▸ **Written request**:
Extract each line of the listing below that contains the word "trunk". The match is case-sensitive.
start
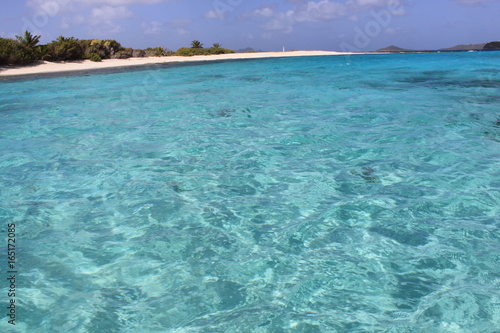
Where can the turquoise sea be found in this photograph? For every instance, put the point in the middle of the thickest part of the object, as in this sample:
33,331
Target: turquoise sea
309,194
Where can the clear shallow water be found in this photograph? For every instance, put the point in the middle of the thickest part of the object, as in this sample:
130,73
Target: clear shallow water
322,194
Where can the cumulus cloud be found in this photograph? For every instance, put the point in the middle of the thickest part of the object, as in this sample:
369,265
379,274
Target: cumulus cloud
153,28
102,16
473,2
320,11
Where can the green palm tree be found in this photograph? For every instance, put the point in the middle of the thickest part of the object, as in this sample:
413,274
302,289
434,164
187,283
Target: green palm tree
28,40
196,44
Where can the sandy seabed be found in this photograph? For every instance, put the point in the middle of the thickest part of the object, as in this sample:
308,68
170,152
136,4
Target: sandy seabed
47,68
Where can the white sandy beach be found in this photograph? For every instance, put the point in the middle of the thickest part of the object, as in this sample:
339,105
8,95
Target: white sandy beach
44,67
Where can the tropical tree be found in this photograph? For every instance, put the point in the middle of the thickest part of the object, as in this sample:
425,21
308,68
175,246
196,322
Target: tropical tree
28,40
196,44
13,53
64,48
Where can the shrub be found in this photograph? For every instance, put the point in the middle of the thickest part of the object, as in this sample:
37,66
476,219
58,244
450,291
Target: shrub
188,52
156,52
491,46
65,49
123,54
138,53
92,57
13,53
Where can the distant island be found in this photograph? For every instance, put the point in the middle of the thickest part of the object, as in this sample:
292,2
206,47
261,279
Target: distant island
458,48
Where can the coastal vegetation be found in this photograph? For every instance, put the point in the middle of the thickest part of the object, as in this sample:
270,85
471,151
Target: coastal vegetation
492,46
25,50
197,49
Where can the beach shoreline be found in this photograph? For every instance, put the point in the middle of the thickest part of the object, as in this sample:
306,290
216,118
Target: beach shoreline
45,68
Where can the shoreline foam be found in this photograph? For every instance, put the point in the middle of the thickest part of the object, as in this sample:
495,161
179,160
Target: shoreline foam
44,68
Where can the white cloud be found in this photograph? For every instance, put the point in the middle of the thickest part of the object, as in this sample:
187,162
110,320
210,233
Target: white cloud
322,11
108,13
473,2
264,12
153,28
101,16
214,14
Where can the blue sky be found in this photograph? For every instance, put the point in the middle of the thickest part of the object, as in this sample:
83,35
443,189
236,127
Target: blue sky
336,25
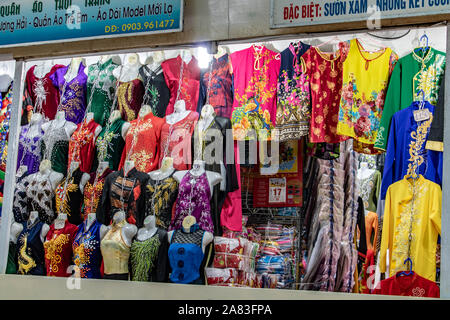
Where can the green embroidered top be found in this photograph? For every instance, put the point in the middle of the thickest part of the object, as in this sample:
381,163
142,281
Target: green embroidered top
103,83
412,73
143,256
end
start
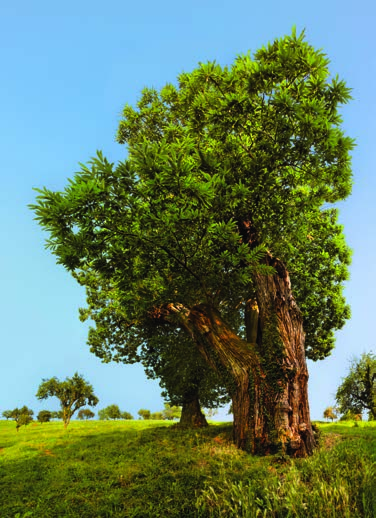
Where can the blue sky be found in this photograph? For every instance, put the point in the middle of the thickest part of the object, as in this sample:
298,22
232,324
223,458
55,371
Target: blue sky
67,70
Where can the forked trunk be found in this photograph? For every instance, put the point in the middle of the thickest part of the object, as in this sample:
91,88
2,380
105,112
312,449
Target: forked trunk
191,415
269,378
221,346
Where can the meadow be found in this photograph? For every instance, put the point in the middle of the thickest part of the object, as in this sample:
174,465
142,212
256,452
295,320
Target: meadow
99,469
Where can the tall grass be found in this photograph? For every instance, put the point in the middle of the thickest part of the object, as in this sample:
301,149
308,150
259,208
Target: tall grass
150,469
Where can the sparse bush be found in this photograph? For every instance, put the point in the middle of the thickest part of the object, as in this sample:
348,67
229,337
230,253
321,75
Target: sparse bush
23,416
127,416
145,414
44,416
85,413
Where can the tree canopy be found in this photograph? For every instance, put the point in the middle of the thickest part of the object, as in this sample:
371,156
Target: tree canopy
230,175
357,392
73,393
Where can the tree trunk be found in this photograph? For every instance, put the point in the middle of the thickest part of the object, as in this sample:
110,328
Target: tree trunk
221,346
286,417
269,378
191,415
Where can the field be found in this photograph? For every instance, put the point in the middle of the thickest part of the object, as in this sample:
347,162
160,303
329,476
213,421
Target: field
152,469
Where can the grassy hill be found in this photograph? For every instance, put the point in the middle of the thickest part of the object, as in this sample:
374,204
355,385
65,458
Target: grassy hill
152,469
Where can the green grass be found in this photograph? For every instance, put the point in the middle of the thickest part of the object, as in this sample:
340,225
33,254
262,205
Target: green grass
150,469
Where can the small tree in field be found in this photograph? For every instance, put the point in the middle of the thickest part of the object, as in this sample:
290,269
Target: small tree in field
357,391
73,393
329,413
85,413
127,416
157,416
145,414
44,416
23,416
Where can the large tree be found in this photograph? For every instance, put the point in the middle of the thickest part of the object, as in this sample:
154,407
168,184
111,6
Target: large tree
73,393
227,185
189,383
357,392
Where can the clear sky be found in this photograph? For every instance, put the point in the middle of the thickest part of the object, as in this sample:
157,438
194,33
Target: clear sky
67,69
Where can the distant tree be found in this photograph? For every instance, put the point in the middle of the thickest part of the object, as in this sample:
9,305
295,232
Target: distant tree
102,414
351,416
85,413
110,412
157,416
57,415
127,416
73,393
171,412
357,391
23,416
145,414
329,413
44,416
end
▸ **Response to the task**:
Where can the forked trunk be found in this photograph? For every instance, put the point in the middle of the thickest part of the object, as in this sample:
Target: forked trunk
Where can the tree trunk be found in this photograph? For every instance, put the point in the middle of the thickest part of the object, as in this sample:
Target: tree trunk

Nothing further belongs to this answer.